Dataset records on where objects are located
** begin **
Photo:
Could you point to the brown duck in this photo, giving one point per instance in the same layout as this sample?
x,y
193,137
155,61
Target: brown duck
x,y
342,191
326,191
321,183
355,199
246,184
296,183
** end **
■ **Exercise task**
Format every line of the records above as a numbered list, skipping any blank lines.

■ **The answer**
1. Photo:
2. Could you point to the brown duck in this photo, giving one point per instance in the same layout as this sample?
3. x,y
4. 193,137
5. 155,61
6. Target: brown duck
7. x,y
8. 342,191
9. 326,191
10. 321,183
11. 355,199
12. 246,184
13. 296,183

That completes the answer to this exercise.